## WORK REQUIRED
Return the records below from the line containing "Would you mind indicating the grab" onward, exactly, through and including the last line.

[Labeled-object pointing entries]
....

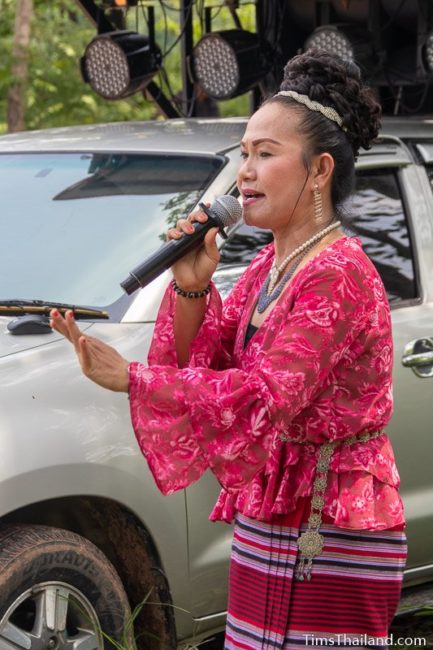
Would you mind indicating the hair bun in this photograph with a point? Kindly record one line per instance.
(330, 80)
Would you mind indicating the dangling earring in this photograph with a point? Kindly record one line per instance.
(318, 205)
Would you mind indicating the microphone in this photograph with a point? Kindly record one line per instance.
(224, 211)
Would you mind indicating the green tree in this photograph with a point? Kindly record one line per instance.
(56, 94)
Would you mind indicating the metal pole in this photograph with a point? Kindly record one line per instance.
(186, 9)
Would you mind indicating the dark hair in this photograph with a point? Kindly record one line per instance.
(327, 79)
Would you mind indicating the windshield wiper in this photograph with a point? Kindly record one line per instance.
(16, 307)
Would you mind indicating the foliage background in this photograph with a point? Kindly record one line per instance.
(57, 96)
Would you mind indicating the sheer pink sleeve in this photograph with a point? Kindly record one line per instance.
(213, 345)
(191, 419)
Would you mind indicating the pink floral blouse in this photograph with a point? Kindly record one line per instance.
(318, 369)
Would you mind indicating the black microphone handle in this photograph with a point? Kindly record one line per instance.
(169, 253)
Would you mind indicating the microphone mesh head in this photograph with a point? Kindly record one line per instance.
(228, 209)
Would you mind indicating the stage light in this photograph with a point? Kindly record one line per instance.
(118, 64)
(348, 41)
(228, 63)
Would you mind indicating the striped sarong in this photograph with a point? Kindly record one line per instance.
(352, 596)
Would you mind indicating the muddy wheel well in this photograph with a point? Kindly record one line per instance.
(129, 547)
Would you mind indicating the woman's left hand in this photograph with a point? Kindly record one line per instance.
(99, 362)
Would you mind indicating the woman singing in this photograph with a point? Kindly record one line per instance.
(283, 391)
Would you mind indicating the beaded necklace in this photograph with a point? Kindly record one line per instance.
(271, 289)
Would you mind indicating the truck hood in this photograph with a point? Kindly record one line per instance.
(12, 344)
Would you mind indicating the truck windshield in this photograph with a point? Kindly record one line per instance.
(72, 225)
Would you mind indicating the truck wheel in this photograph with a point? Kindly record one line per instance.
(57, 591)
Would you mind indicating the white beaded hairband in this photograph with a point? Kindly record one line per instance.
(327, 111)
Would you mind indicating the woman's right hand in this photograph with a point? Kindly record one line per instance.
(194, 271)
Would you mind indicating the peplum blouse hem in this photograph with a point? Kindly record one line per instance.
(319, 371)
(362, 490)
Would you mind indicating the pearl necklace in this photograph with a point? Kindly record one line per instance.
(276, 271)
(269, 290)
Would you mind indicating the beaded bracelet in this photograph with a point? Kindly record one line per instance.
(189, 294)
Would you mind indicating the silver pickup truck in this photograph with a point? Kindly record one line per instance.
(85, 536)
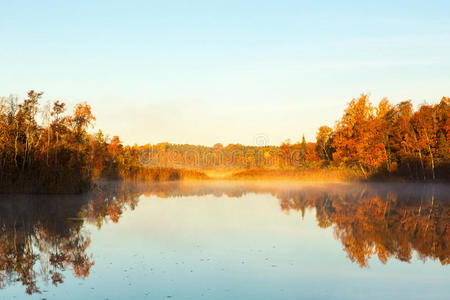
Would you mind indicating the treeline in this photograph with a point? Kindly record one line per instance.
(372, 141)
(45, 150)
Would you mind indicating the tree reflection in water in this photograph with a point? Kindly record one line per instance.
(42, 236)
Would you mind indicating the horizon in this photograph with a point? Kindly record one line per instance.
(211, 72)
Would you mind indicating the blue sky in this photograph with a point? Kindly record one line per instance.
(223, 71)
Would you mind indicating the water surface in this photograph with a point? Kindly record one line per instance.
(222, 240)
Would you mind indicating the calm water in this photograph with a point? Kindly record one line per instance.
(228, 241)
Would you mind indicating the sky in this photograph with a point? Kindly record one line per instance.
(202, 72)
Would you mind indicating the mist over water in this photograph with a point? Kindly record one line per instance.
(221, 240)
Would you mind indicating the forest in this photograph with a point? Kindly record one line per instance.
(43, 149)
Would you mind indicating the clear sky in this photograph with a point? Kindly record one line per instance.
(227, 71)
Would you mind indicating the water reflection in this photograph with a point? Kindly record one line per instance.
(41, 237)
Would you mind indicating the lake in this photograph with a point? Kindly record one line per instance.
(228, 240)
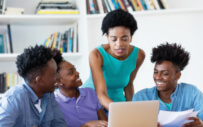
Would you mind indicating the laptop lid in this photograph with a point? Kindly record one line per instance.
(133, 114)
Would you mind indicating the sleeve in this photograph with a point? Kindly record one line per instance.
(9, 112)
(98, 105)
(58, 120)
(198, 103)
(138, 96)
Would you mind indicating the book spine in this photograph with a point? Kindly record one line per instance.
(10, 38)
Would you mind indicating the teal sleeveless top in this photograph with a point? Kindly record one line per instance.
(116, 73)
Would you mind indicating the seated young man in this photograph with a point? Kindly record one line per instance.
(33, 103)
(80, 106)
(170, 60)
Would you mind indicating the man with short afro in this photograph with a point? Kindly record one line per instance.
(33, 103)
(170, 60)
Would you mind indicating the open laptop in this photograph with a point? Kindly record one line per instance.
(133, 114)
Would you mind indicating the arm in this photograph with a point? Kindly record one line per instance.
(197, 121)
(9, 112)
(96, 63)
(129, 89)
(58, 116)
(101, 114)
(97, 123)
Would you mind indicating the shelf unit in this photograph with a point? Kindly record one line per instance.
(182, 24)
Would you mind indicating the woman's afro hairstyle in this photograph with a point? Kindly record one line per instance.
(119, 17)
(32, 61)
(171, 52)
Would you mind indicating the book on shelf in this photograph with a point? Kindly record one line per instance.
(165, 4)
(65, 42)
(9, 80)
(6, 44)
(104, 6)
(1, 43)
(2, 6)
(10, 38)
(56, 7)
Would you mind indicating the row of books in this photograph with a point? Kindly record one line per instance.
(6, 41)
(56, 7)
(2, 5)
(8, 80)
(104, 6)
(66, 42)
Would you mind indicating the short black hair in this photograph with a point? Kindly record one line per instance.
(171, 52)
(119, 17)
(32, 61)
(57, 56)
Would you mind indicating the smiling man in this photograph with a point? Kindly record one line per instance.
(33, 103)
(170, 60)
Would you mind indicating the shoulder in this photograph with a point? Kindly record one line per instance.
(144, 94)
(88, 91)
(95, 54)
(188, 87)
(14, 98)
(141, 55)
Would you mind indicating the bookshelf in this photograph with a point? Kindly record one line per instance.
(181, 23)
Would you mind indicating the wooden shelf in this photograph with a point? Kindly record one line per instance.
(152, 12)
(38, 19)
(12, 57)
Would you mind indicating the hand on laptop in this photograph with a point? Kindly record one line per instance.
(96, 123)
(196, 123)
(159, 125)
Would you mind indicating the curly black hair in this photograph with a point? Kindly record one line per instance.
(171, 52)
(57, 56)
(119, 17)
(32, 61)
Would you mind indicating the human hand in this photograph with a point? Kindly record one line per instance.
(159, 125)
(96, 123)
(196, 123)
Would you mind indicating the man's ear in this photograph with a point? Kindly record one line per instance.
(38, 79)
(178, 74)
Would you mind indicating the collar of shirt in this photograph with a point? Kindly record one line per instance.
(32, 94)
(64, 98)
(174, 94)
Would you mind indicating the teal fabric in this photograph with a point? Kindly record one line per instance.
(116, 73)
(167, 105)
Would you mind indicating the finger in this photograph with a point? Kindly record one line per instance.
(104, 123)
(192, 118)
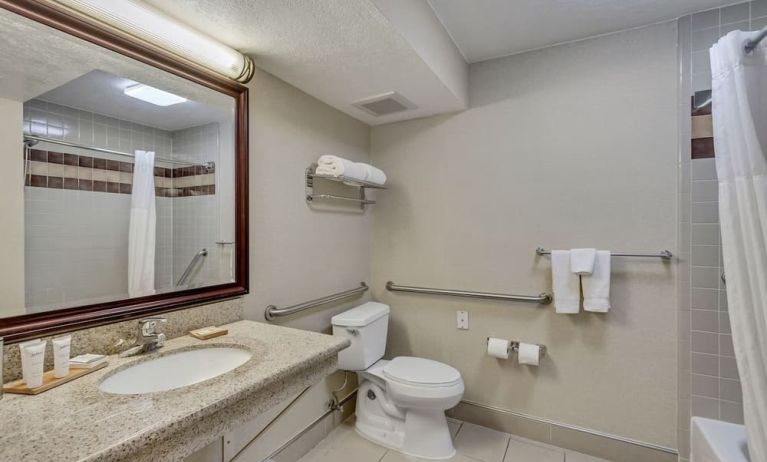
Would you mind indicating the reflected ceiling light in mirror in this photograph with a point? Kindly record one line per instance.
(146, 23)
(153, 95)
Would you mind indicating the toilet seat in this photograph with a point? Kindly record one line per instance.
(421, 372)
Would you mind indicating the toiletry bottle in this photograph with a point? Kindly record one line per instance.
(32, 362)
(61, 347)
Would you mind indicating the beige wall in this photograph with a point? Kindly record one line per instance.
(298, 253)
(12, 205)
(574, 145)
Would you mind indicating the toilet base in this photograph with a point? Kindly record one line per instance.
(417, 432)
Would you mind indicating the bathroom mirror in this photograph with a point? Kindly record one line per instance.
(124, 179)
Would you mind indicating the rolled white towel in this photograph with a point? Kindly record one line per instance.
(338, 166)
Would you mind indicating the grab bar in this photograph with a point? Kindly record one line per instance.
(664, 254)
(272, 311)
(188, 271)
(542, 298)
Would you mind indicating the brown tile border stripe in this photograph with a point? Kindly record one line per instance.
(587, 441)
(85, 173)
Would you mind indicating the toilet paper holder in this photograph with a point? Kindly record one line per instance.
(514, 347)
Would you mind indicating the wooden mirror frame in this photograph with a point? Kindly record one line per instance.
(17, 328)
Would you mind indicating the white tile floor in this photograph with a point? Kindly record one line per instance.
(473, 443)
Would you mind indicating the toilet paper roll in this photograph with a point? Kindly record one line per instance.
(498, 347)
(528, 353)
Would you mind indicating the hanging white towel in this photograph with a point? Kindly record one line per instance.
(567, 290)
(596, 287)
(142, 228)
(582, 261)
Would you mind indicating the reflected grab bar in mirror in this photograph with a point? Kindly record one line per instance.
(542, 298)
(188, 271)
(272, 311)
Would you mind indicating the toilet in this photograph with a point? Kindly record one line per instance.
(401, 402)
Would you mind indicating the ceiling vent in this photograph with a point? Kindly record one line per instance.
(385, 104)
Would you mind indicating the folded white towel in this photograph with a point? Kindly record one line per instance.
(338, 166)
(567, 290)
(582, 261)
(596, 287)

....

## FULL OUTPUT
Would you mind indicating the grab bar in this photograph with a point? Kindly record one line per instance.
(664, 254)
(272, 311)
(188, 271)
(542, 298)
Would you mind indicating the brown tile border stripe in this photograph with a point? Kindly record one line per instance.
(587, 441)
(85, 173)
Would you mind indicating the toilet paper holder in this photograph with a point? Kindly record one line per instance.
(514, 347)
Would you mind indicating the wooden mirror frame in this photograph with a point? Kindly record one line per instance.
(17, 328)
Would you mind indicating the white tile floor in this photograph with a point? Kindly record one line per instance.
(473, 443)
Would you mind indicating the toilet paper roll in this photograph with a point? Kindly record one line per instance.
(498, 347)
(528, 353)
Would you mind indicating the hanging white towel in this photograph with a point? Kindly record one line per instance.
(567, 290)
(596, 287)
(142, 228)
(582, 261)
Would you mind indicating the reflected grab bar in mirror in this photograph with a point? Kindly record one line per instance.
(542, 298)
(188, 271)
(272, 311)
Would you mind indicating the toilet in this photograph with a point? Kindly record one line per instance.
(401, 402)
Would you mind indicating the ceiling vent in this photograph with a point? Kindly record one line per instance.
(385, 104)
Would you mind indicating the folded white towel in this photograph with a point? Kindly record one line per instance.
(338, 166)
(567, 290)
(582, 261)
(596, 287)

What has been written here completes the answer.